◆ To do:
Retype all the records with nothing changed.

◆ Supplied records:
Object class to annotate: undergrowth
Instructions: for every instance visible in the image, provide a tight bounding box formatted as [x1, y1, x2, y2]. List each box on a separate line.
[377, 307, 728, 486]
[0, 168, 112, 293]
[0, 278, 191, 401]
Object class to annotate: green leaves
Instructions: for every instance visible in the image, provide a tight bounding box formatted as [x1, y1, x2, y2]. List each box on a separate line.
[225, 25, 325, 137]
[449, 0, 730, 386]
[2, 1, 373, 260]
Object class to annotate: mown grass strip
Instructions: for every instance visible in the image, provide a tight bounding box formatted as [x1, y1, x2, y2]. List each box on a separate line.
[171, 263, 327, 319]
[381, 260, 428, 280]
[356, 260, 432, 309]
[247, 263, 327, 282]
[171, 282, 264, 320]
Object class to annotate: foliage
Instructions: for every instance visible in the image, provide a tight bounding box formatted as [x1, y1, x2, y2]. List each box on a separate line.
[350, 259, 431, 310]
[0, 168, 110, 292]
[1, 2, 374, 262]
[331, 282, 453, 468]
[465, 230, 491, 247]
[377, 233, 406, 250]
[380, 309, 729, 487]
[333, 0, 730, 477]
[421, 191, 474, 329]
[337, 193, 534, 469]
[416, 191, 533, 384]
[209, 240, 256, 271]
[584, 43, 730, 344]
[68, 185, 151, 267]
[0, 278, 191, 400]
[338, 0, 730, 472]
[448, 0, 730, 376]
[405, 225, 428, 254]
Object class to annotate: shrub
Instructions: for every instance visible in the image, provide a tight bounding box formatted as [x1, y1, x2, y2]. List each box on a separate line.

◆ Written solution:
Object class to annotate: undergrowth
Instructions: for every instance visible in the image, provide a tight bounding box formatted as [x1, y1, x2, y2]. List each box on a separate line.
[377, 307, 728, 486]
[0, 168, 112, 293]
[0, 278, 191, 401]
Object class to annotate: green leaves
Instructions: for every instance visible in the image, provide a tight bounding box formatted as [x1, y1, x2, y2]. List each box on a separate line.
[225, 25, 325, 137]
[449, 0, 730, 386]
[2, 1, 373, 260]
Object class to annotate: mown grass strip
Instructions: for every instance visible in the image, provide a tight bounding box formatted as [x1, y1, x2, y2]. List each box on a separate line.
[171, 263, 327, 319]
[381, 260, 428, 280]
[356, 260, 432, 309]
[247, 263, 327, 282]
[171, 282, 264, 320]
Object class to annotate: foliage
Instructions: for every instance visible in the image, provide a tight bounding box formatted as [x1, y1, x2, y2]. List each box on a separate line.
[350, 259, 431, 310]
[0, 168, 110, 292]
[1, 2, 374, 262]
[331, 282, 453, 468]
[465, 230, 491, 247]
[377, 233, 406, 250]
[380, 309, 729, 487]
[333, 0, 730, 477]
[421, 191, 474, 329]
[337, 193, 534, 469]
[416, 191, 533, 384]
[209, 240, 256, 271]
[584, 43, 730, 344]
[68, 185, 151, 267]
[0, 278, 191, 400]
[338, 0, 730, 472]
[448, 0, 730, 376]
[405, 225, 428, 254]
Object class to annotate: shrub
Instructions: for every instance visible in the image, provide a tight bounding box formatted as [x1, y1, x2, y2]. List each box on a separate line.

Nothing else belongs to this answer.